| DATA SUPPLIED |
==*==

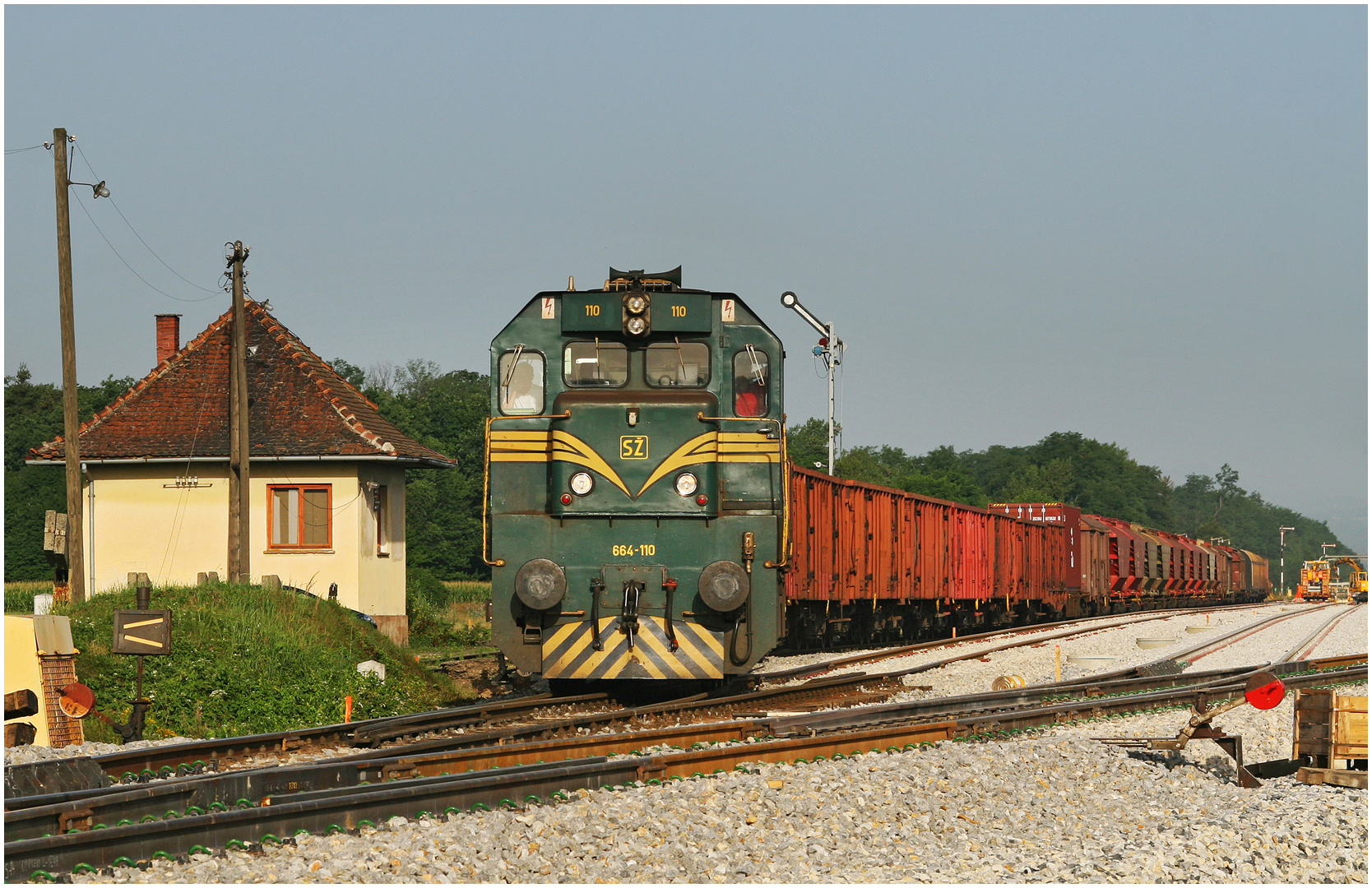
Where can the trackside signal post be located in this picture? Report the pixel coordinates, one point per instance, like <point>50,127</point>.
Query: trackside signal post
<point>239,467</point>
<point>830,349</point>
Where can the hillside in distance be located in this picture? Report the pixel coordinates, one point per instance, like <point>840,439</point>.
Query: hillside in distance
<point>443,510</point>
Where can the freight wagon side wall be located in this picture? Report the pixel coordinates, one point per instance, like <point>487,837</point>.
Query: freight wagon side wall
<point>854,541</point>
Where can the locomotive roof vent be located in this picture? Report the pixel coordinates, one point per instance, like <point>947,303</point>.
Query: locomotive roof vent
<point>661,282</point>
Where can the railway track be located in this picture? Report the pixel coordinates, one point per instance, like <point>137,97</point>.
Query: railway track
<point>525,718</point>
<point>123,826</point>
<point>1020,637</point>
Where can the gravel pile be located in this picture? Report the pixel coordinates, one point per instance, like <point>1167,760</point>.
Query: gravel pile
<point>1055,807</point>
<point>22,755</point>
<point>1035,664</point>
<point>1347,637</point>
<point>954,648</point>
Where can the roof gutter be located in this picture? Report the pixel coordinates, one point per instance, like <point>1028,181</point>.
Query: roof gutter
<point>396,460</point>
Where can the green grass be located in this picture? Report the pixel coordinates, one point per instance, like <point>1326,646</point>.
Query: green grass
<point>446,615</point>
<point>248,660</point>
<point>18,596</point>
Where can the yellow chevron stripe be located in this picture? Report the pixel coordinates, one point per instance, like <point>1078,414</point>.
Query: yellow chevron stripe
<point>698,449</point>
<point>648,643</point>
<point>700,644</point>
<point>700,651</point>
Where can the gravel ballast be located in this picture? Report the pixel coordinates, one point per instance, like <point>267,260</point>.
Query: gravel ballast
<point>1058,806</point>
<point>1055,807</point>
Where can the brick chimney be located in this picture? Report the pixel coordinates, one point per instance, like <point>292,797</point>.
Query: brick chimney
<point>169,335</point>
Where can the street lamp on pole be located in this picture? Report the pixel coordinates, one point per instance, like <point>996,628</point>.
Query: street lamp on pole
<point>1283,530</point>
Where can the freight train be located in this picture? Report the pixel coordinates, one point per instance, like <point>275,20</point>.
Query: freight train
<point>642,519</point>
<point>877,564</point>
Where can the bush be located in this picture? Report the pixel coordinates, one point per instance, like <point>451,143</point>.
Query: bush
<point>248,660</point>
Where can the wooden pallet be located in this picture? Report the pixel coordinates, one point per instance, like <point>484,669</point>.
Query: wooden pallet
<point>1334,733</point>
<point>1316,775</point>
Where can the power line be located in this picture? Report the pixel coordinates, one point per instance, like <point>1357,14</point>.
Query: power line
<point>94,174</point>
<point>129,266</point>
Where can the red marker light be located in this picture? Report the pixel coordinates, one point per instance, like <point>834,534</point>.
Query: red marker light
<point>1264,691</point>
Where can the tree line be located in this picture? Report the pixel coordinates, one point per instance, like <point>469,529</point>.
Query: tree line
<point>443,506</point>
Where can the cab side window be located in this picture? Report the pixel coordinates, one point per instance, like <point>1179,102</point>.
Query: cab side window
<point>751,382</point>
<point>521,383</point>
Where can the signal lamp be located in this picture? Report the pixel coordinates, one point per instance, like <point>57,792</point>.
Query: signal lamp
<point>686,483</point>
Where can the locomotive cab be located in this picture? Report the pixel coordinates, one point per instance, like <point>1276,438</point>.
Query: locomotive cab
<point>636,483</point>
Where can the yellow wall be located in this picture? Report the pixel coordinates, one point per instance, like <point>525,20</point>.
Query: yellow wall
<point>22,672</point>
<point>139,520</point>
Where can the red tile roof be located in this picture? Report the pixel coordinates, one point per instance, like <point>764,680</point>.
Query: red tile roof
<point>298,405</point>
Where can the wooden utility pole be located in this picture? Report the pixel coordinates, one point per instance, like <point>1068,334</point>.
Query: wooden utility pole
<point>70,422</point>
<point>239,469</point>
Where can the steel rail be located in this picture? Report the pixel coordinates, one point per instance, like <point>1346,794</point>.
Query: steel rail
<point>1323,631</point>
<point>1008,633</point>
<point>347,812</point>
<point>201,755</point>
<point>1086,689</point>
<point>384,729</point>
<point>37,816</point>
<point>1187,656</point>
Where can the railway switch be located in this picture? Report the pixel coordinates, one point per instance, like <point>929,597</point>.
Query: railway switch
<point>1264,691</point>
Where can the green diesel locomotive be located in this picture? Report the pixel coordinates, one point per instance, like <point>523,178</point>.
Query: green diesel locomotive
<point>636,483</point>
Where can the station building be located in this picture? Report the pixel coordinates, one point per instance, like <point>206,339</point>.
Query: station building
<point>327,473</point>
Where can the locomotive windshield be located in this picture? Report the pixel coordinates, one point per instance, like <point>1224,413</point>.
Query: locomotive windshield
<point>596,364</point>
<point>670,364</point>
<point>521,383</point>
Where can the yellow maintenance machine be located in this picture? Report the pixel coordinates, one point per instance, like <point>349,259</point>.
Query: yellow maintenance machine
<point>1347,590</point>
<point>1314,580</point>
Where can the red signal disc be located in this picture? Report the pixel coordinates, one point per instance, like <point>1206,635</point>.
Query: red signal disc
<point>77,701</point>
<point>1264,691</point>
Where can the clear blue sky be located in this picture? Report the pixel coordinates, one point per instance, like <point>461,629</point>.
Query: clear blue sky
<point>1146,224</point>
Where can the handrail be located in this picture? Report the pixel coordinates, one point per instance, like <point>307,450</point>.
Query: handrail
<point>784,543</point>
<point>486,479</point>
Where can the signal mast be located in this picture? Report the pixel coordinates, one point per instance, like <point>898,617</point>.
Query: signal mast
<point>830,349</point>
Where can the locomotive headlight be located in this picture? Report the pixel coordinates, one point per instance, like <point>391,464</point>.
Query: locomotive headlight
<point>723,586</point>
<point>582,483</point>
<point>541,584</point>
<point>686,483</point>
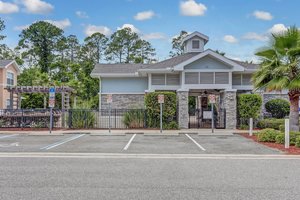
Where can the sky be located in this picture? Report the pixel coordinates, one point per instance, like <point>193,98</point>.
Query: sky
<point>237,27</point>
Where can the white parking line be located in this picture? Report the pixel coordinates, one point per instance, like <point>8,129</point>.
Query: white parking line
<point>8,136</point>
<point>196,143</point>
<point>51,146</point>
<point>129,142</point>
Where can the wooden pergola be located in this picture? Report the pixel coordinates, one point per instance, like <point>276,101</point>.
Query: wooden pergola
<point>65,91</point>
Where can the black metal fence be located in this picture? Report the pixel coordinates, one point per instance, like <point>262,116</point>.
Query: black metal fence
<point>74,118</point>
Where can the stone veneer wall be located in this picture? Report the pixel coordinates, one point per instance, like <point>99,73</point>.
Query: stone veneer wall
<point>183,106</point>
<point>230,105</point>
<point>123,101</point>
<point>268,97</point>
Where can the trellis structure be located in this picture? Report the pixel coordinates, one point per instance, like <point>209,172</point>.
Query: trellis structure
<point>15,94</point>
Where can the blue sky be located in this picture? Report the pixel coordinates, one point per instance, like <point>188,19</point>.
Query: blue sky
<point>237,27</point>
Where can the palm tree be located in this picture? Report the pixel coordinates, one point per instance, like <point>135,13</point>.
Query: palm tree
<point>280,69</point>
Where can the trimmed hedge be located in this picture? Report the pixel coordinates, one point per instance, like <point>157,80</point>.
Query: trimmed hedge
<point>280,138</point>
<point>278,108</point>
<point>249,105</point>
<point>267,135</point>
<point>153,109</point>
<point>271,123</point>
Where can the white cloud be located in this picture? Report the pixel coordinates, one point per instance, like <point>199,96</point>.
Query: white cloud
<point>37,6</point>
<point>192,8</point>
<point>91,29</point>
<point>144,15</point>
<point>262,15</point>
<point>278,28</point>
<point>230,39</point>
<point>65,23</point>
<point>8,8</point>
<point>21,28</point>
<point>154,36</point>
<point>131,26</point>
<point>81,14</point>
<point>255,36</point>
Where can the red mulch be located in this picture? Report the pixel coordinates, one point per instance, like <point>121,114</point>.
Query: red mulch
<point>292,150</point>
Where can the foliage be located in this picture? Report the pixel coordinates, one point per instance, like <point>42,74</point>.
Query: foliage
<point>270,123</point>
<point>279,69</point>
<point>249,105</point>
<point>280,138</point>
<point>177,48</point>
<point>153,108</point>
<point>297,142</point>
<point>279,108</point>
<point>38,42</point>
<point>134,118</point>
<point>267,135</point>
<point>82,116</point>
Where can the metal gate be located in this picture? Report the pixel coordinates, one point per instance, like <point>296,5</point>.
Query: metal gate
<point>201,118</point>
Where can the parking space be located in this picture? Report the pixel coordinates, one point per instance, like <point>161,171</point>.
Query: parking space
<point>134,144</point>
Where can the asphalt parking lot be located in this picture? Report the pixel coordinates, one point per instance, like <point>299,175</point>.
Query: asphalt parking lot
<point>133,144</point>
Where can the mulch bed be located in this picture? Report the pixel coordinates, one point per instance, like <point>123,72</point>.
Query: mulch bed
<point>292,150</point>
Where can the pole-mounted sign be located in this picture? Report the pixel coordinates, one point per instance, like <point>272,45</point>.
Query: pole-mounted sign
<point>161,100</point>
<point>212,101</point>
<point>51,105</point>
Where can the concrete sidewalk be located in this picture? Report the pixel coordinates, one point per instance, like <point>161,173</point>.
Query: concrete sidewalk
<point>207,132</point>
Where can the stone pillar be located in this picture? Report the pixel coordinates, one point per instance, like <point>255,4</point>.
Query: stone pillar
<point>230,105</point>
<point>183,109</point>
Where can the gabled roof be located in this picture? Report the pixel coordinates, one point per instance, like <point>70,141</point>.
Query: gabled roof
<point>196,33</point>
<point>7,63</point>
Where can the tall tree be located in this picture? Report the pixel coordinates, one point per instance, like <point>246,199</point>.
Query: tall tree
<point>177,48</point>
<point>95,46</point>
<point>39,42</point>
<point>280,69</point>
<point>145,52</point>
<point>123,46</point>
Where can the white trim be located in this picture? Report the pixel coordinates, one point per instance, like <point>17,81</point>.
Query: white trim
<point>196,33</point>
<point>122,93</point>
<point>236,67</point>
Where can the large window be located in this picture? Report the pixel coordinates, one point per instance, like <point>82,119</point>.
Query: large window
<point>9,78</point>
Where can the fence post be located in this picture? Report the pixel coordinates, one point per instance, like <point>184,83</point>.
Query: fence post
<point>251,127</point>
<point>287,133</point>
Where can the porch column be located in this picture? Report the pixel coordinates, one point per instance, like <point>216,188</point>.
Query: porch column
<point>183,106</point>
<point>230,105</point>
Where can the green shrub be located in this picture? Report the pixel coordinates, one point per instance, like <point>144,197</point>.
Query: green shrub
<point>134,119</point>
<point>280,138</point>
<point>298,141</point>
<point>278,108</point>
<point>267,135</point>
<point>249,105</point>
<point>270,123</point>
<point>153,108</point>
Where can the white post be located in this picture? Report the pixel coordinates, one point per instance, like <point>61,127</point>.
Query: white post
<point>251,127</point>
<point>287,133</point>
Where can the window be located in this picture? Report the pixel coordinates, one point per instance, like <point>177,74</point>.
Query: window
<point>173,79</point>
<point>246,79</point>
<point>195,44</point>
<point>206,78</point>
<point>158,79</point>
<point>221,78</point>
<point>191,78</point>
<point>236,79</point>
<point>8,104</point>
<point>9,78</point>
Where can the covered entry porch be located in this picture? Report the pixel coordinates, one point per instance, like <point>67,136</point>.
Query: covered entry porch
<point>194,109</point>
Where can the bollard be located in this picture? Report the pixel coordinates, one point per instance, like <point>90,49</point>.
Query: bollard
<point>251,127</point>
<point>287,133</point>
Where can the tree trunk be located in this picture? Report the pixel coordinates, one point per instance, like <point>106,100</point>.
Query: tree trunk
<point>294,112</point>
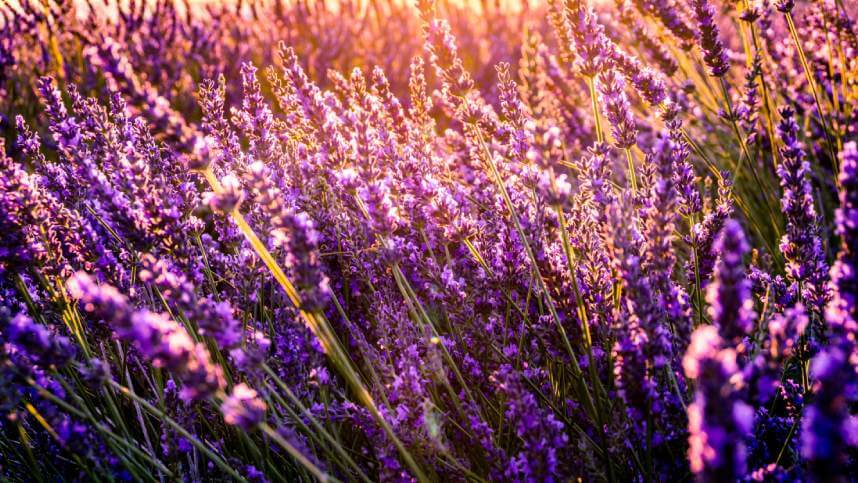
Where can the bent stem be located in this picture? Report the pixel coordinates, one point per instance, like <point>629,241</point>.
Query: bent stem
<point>318,325</point>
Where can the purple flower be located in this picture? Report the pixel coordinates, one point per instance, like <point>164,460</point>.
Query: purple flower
<point>829,431</point>
<point>156,336</point>
<point>617,109</point>
<point>731,307</point>
<point>801,245</point>
<point>214,319</point>
<point>718,422</point>
<point>710,44</point>
<point>243,408</point>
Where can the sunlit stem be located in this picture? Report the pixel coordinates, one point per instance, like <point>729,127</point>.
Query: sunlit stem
<point>633,179</point>
<point>811,84</point>
<point>211,455</point>
<point>317,324</point>
<point>286,445</point>
<point>594,101</point>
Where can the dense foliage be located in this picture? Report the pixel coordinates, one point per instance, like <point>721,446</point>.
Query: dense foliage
<point>431,242</point>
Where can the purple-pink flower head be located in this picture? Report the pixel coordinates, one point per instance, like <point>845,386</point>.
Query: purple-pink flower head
<point>731,306</point>
<point>243,407</point>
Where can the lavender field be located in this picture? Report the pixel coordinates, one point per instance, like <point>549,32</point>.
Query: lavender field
<point>381,240</point>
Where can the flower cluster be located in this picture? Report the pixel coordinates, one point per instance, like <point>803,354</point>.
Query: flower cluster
<point>450,241</point>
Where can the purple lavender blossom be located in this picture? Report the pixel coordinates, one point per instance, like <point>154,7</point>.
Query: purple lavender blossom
<point>801,245</point>
<point>243,407</point>
<point>710,44</point>
<point>617,109</point>
<point>731,307</point>
<point>156,336</point>
<point>718,422</point>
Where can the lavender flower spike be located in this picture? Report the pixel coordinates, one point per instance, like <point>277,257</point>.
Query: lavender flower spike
<point>729,295</point>
<point>801,244</point>
<point>156,336</point>
<point>718,421</point>
<point>710,44</point>
<point>617,109</point>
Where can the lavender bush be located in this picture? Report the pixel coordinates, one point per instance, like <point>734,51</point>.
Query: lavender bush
<point>336,241</point>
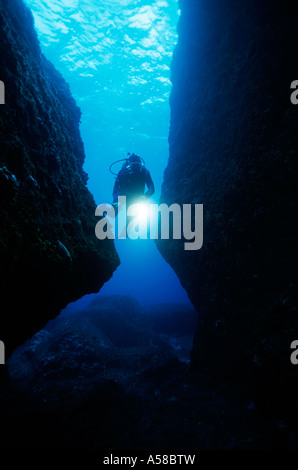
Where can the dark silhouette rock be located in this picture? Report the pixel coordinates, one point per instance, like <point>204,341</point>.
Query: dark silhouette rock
<point>48,250</point>
<point>233,147</point>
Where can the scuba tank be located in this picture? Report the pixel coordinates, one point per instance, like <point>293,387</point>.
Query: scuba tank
<point>131,165</point>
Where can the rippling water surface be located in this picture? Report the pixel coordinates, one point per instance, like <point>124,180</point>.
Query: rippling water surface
<point>116,56</point>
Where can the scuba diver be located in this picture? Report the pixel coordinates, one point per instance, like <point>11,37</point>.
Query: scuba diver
<point>132,179</point>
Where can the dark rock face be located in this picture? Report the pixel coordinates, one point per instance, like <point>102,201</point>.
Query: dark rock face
<point>234,147</point>
<point>48,249</point>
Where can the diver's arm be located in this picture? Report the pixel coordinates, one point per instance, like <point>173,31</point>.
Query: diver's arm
<point>150,185</point>
<point>116,190</point>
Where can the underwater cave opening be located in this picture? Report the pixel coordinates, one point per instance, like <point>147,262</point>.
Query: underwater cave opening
<point>116,59</point>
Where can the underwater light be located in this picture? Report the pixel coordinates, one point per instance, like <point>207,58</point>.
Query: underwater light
<point>142,212</point>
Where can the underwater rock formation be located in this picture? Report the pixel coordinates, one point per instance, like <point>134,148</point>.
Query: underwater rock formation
<point>233,147</point>
<point>48,250</point>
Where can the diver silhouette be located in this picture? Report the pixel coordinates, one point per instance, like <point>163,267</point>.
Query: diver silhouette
<point>132,179</point>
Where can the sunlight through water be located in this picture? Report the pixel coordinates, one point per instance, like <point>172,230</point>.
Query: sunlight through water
<point>116,56</point>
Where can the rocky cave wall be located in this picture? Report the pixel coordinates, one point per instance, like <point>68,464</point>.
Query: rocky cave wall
<point>233,147</point>
<point>48,249</point>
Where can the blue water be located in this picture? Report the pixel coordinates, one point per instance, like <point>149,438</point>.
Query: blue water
<point>116,56</point>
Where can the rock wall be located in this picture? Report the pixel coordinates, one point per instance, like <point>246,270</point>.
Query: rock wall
<point>234,147</point>
<point>48,249</point>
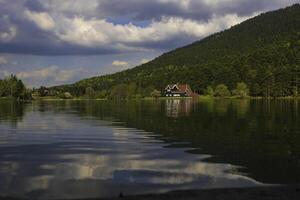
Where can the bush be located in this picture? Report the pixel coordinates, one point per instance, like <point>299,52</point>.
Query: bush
<point>241,90</point>
<point>210,91</point>
<point>222,91</point>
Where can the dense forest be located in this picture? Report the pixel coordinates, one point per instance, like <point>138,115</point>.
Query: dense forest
<point>262,53</point>
<point>12,87</point>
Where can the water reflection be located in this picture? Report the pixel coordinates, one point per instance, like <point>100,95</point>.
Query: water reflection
<point>178,107</point>
<point>73,149</point>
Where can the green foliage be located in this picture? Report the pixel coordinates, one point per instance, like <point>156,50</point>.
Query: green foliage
<point>210,91</point>
<point>14,88</point>
<point>262,52</point>
<point>90,93</point>
<point>222,91</point>
<point>241,90</point>
<point>155,94</point>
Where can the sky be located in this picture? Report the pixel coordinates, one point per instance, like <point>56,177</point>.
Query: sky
<point>53,42</point>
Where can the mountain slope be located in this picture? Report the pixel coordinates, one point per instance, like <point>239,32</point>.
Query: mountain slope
<point>262,52</point>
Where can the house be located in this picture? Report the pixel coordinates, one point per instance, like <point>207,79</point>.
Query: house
<point>178,90</point>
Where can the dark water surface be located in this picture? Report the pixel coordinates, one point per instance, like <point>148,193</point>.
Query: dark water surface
<point>73,149</point>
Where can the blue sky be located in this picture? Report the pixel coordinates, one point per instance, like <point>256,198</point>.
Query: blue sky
<point>51,42</point>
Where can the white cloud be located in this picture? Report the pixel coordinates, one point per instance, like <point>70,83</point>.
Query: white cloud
<point>8,35</point>
<point>145,60</point>
<point>119,63</point>
<point>101,33</point>
<point>49,75</point>
<point>43,20</point>
<point>3,60</point>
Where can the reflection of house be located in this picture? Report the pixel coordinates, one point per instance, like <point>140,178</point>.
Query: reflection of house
<point>176,107</point>
<point>178,90</point>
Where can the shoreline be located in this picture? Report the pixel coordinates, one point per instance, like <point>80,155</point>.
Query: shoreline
<point>252,193</point>
<point>199,98</point>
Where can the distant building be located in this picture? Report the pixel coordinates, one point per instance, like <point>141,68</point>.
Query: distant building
<point>178,90</point>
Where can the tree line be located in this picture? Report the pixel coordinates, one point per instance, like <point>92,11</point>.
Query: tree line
<point>262,52</point>
<point>12,87</point>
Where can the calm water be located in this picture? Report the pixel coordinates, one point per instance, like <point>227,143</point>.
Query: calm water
<point>73,149</point>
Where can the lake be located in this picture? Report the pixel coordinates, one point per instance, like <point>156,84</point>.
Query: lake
<point>74,149</point>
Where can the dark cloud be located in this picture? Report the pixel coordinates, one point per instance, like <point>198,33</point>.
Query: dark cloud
<point>65,27</point>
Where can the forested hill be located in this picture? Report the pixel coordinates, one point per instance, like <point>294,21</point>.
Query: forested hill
<point>263,52</point>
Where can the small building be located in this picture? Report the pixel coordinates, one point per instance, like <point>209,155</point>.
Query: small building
<point>178,90</point>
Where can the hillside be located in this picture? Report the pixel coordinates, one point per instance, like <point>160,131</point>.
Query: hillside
<point>263,52</point>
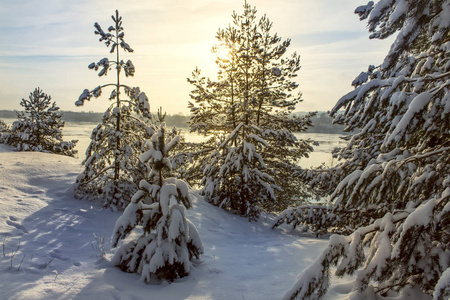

==*==

| WORK ITEM |
Return a word-for-word copy of the lines above from the one holding "Where can the parking" through the one holding "Where can the mulch", with both of them included and nothing besides.

| TASK SOLUTION |
Where can the parking space be located in this picture? Report the pixel coordinates, one point per instance, like <point>161,171</point>.
Query: parking space
<point>134,144</point>
Where can the asphalt parking lot be located in this picture? Report the pixel coordinates, one point per instance, like <point>299,175</point>.
Query: asphalt parking lot
<point>133,144</point>
Where can the mulch bed be located in this picture? Report the pixel coordinates, one point per instance, like <point>123,72</point>.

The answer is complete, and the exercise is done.